_Labeling and segmentation records:_
++++++++++++++++++++
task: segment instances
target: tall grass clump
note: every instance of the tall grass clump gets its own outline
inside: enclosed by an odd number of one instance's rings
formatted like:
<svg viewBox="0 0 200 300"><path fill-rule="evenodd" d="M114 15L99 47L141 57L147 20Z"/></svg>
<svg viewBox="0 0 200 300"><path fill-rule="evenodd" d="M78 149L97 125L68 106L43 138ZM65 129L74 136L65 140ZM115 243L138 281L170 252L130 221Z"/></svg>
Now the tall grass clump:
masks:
++++++++++++++++++++
_Exercise directions:_ Write out every row above again, line for line, with no changes.

_Answer to the problem:_
task: segment instances
target: tall grass clump
note: every instance of the tall grass clump gets its own outline
inside: enclosed by an odd number of one instance's rings
formatted like:
<svg viewBox="0 0 200 300"><path fill-rule="evenodd" d="M114 15L99 47L141 57L147 20Z"/></svg>
<svg viewBox="0 0 200 300"><path fill-rule="evenodd" d="M78 149L97 125L68 106L43 138ZM65 129L74 136L65 140ZM115 243L138 281L170 252L130 221Z"/></svg>
Now the tall grass clump:
masks:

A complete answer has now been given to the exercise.